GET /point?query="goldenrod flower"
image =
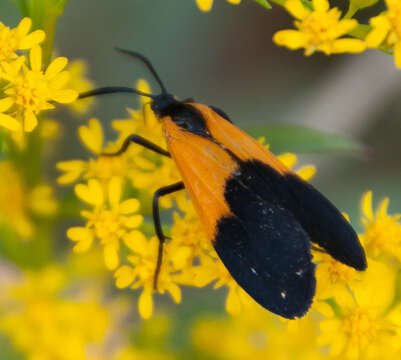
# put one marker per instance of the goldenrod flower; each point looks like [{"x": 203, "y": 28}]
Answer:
[
  {"x": 333, "y": 278},
  {"x": 17, "y": 203},
  {"x": 206, "y": 5},
  {"x": 142, "y": 273},
  {"x": 148, "y": 171},
  {"x": 318, "y": 30},
  {"x": 386, "y": 29},
  {"x": 32, "y": 90},
  {"x": 382, "y": 236},
  {"x": 43, "y": 323},
  {"x": 12, "y": 40},
  {"x": 364, "y": 327},
  {"x": 102, "y": 168},
  {"x": 110, "y": 221}
]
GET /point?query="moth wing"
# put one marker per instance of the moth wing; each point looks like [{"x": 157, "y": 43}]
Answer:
[
  {"x": 269, "y": 178},
  {"x": 262, "y": 245},
  {"x": 267, "y": 252}
]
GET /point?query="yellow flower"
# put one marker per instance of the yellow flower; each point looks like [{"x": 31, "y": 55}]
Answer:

******************************

> Exercise instructions
Can you give every item above as a numbered list, leaving out blank lines and the pictures?

> Full answer
1. GET /point?query="goldenrod flower"
2. image =
3. # put one marker per instance of the goldenrod flower; each point looks like [{"x": 203, "y": 28}]
4. Answer:
5. [
6.   {"x": 333, "y": 278},
7.   {"x": 17, "y": 203},
8.   {"x": 206, "y": 5},
9.   {"x": 142, "y": 273},
10.   {"x": 148, "y": 171},
11.   {"x": 318, "y": 30},
12.   {"x": 386, "y": 29},
13.   {"x": 32, "y": 90},
14.   {"x": 382, "y": 236},
15.   {"x": 43, "y": 323},
16.   {"x": 12, "y": 40},
17.   {"x": 364, "y": 327},
18.   {"x": 102, "y": 168},
19.   {"x": 110, "y": 221}
20. ]
21. GET /point?query="moth wing"
22. # put one marker per instance of the moth wing; each point looks like [{"x": 157, "y": 43}]
23. Answer:
24. [
25.   {"x": 269, "y": 178},
26.   {"x": 262, "y": 245},
27.   {"x": 267, "y": 252}
28. ]
29. GET /point?query="yellow flower"
30. # put one marker per instance of the yellow flower; each point looks like [{"x": 31, "y": 55}]
31. Answer:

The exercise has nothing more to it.